>> begin EXTRACTED TEXT

Just checked my TeslaCam folder as well, same results. App also connected within two seconds just now.......

Did you send a bug report?


----------



## SimonMatthews (Apr 20, 2018)

Mike said:


> Just checked my TeslaCam folder as well, same results. App also connected within two seconds just now.......
> 
> Did you send a bug report?


I called customer service. They were not aware of any similar reports.


----------



## Nautilus (Oct 10, 2018)

Keep in mind that any time the car is not "sleeping" the 3 cameras are recording. There is typically a rolling 60 minutes of video on the USB from just prior to it being removed to one hour earlier, in the "Recent Recordings" folder, typically taking up just under 4GB. If Sentry mode is on it will save 10 minutes anytime something triggers it (like a person walking close to the car in a parking lot) to the Saved Recordings folder. Same of course if you save dashcam footage while driving.

@Mike I'm surprised you got garage recordings unless either it was within the last hour of when you removed the USB, or you had Sentry Mode activated in the Garage.

>> end EXTRACTED TEXT
>> begin EXTRACTED DATA

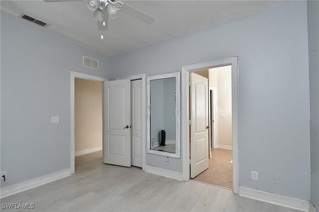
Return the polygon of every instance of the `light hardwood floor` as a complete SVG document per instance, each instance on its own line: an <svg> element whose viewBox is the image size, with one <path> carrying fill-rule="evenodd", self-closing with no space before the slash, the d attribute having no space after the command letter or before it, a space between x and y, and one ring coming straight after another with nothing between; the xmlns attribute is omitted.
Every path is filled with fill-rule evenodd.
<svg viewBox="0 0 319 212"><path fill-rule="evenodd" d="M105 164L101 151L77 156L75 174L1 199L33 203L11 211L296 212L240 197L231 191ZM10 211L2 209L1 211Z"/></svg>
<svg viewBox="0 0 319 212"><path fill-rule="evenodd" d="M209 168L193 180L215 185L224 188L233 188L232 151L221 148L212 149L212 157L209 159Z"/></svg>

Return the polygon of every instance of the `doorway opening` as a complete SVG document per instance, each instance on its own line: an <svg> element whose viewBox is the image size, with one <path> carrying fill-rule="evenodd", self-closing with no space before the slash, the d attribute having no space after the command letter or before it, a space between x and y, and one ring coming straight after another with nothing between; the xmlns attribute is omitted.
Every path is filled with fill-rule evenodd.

>> end EXTRACTED DATA

DESCRIPTION OF THE TASK:
According to the TeslaCam thread, how much video is saved when something triggers Sentry mode, and to which folder?

SOLVED EXERCISE:
10 minutes, saved to the Saved Recordings folder.